> [Assignment] Show every line of the records below that contains the word "shown".

════════

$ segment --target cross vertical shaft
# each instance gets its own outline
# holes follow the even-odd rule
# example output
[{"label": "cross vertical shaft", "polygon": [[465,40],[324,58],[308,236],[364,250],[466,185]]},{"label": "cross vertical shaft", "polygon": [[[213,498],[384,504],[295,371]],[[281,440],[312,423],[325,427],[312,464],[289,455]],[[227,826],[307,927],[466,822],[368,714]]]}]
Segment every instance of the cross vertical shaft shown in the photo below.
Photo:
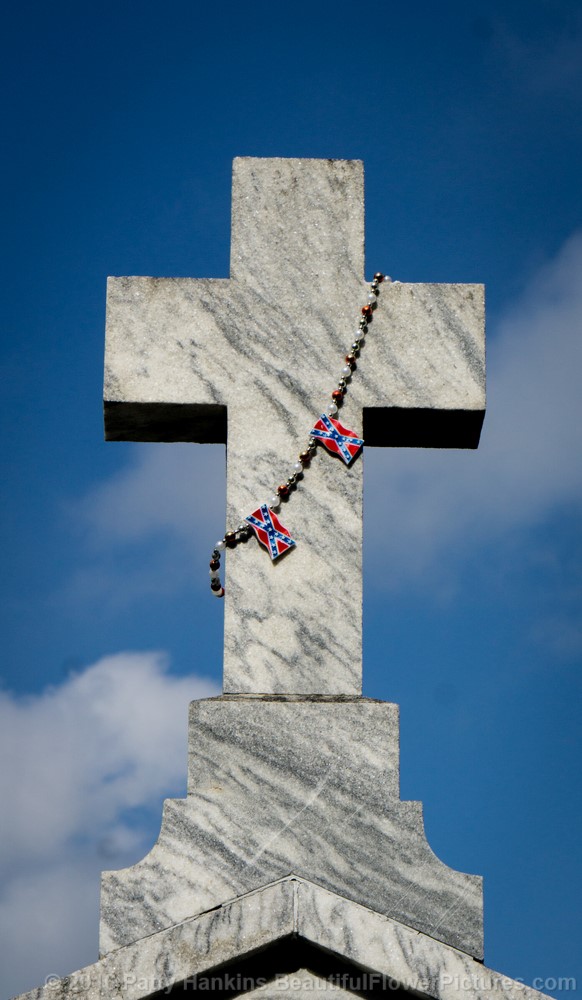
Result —
[{"label": "cross vertical shaft", "polygon": [[[359,163],[235,169],[231,281],[250,370],[229,408],[229,524],[285,481],[330,401],[358,323],[363,206]],[[271,563],[253,540],[228,557],[225,691],[359,694],[362,463],[319,449],[279,517],[292,552]]]}]

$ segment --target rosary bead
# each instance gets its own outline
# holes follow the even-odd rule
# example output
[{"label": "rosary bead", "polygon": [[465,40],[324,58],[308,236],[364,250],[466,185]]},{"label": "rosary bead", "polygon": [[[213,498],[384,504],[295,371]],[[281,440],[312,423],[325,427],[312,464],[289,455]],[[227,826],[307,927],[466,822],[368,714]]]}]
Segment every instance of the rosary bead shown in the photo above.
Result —
[{"label": "rosary bead", "polygon": [[293,473],[293,475],[289,476],[289,478],[287,479],[287,486],[289,487],[289,489],[295,486],[296,482],[297,482],[297,476],[295,475],[295,473]]},{"label": "rosary bead", "polygon": [[354,343],[350,347],[350,354],[357,354],[359,350],[360,350],[360,345],[358,344],[357,341],[354,341]]},{"label": "rosary bead", "polygon": [[309,438],[309,447],[311,451],[315,451],[317,448],[317,440],[315,438]]},{"label": "rosary bead", "polygon": [[354,368],[356,367],[356,359],[353,354],[346,354],[346,365],[349,365],[350,371],[353,372]]},{"label": "rosary bead", "polygon": [[212,559],[210,569],[220,569],[220,559]]},{"label": "rosary bead", "polygon": [[289,486],[287,485],[287,483],[281,483],[281,485],[277,487],[277,493],[279,494],[280,497],[288,497]]},{"label": "rosary bead", "polygon": [[309,463],[311,461],[311,452],[310,451],[302,451],[301,454],[300,454],[300,456],[299,456],[299,461],[301,462],[302,465],[309,465]]},{"label": "rosary bead", "polygon": [[212,593],[215,597],[224,597],[224,587],[217,587],[216,589],[213,587]]},{"label": "rosary bead", "polygon": [[334,389],[333,392],[332,392],[332,394],[331,394],[331,398],[333,399],[334,403],[341,403],[342,400],[343,400],[343,398],[344,398],[343,390],[342,389]]},{"label": "rosary bead", "polygon": [[222,584],[221,584],[220,580],[211,580],[210,581],[210,589],[214,590],[215,592],[217,590],[222,590]]},{"label": "rosary bead", "polygon": [[346,365],[345,368],[342,368],[342,376],[344,378],[350,378],[351,374],[352,374],[352,369],[350,368],[349,365]]},{"label": "rosary bead", "polygon": [[368,295],[368,302],[372,308],[376,305],[376,292],[370,292]]},{"label": "rosary bead", "polygon": [[209,576],[211,580],[220,580],[220,573],[217,569],[211,569]]},{"label": "rosary bead", "polygon": [[368,324],[367,324],[366,320],[364,319],[364,317],[362,317],[362,319],[360,320],[360,330],[363,333],[367,333],[368,332]]},{"label": "rosary bead", "polygon": [[301,473],[303,472],[303,465],[301,464],[301,462],[295,462],[295,465],[293,466],[293,471],[294,471],[294,472],[295,472],[295,473],[296,473],[296,474],[297,474],[298,476],[300,476],[300,475],[301,475]]},{"label": "rosary bead", "polygon": [[[350,375],[351,374],[352,374],[352,370],[350,368]],[[347,383],[346,379],[345,378],[340,378],[340,380],[338,381],[337,387],[338,387],[338,389],[347,389],[348,383]]]},{"label": "rosary bead", "polygon": [[224,552],[226,548],[226,542],[224,538],[221,538],[219,542],[216,543],[215,549],[217,552]]},{"label": "rosary bead", "polygon": [[281,498],[279,496],[271,497],[269,500],[269,507],[271,510],[277,510],[281,506]]},{"label": "rosary bead", "polygon": [[370,305],[362,306],[362,316],[364,316],[369,323],[370,320],[372,319],[372,306]]},{"label": "rosary bead", "polygon": [[[376,271],[376,274],[374,275],[374,281],[377,281],[379,285],[382,284],[382,282],[384,281],[384,275],[382,274],[381,271]],[[388,281],[390,281],[390,278],[388,278]]]},{"label": "rosary bead", "polygon": [[236,545],[236,535],[234,531],[227,531],[226,535],[224,536],[224,540],[228,545],[229,549],[234,549]]},{"label": "rosary bead", "polygon": [[337,406],[336,406],[336,404],[335,403],[330,403],[329,406],[328,406],[328,408],[327,408],[327,415],[328,415],[328,417],[335,417],[336,413],[337,413]]}]

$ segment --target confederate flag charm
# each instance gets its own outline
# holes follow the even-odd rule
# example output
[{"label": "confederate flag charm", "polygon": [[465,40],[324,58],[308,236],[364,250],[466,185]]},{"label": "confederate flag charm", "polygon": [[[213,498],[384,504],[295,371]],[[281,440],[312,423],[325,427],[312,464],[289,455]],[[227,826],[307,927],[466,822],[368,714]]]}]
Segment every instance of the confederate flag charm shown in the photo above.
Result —
[{"label": "confederate flag charm", "polygon": [[261,545],[264,545],[271,559],[278,559],[287,549],[293,548],[295,542],[279,518],[266,503],[245,517]]},{"label": "confederate flag charm", "polygon": [[350,464],[364,444],[362,438],[356,437],[353,431],[343,427],[339,420],[328,417],[327,413],[321,414],[311,431],[311,437],[324,445],[333,455],[343,458],[346,465]]}]

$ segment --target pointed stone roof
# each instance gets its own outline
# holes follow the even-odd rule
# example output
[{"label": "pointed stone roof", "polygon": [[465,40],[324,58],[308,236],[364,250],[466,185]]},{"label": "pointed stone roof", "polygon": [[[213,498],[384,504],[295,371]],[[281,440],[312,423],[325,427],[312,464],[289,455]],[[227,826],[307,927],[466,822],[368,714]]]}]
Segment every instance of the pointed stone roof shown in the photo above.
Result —
[{"label": "pointed stone roof", "polygon": [[[241,965],[253,956],[256,965]],[[323,972],[305,965],[320,964],[318,956],[325,957]],[[281,973],[287,978],[277,983]],[[269,1000],[316,986],[338,998],[362,989],[389,990],[395,997],[403,989],[437,1000],[544,996],[435,938],[290,875],[120,948],[20,1000],[153,1000],[170,991],[205,990]]]}]

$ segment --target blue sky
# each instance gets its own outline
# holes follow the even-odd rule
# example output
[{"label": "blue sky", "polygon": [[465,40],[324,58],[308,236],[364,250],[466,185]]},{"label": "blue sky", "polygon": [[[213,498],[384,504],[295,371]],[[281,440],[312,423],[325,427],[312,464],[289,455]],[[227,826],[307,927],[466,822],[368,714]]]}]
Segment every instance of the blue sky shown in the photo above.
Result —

════════

> [Task output]
Segment every instance of the cross vertical shaft shown in the photo below.
Segment every instance of the rosary bead shown in the photo above.
Segment every instance of the confederate flag charm shown in the photo above.
Segment every instance of the pointed stone roof shown in the photo above.
Segment every instance of the blue sky shown in the photo above.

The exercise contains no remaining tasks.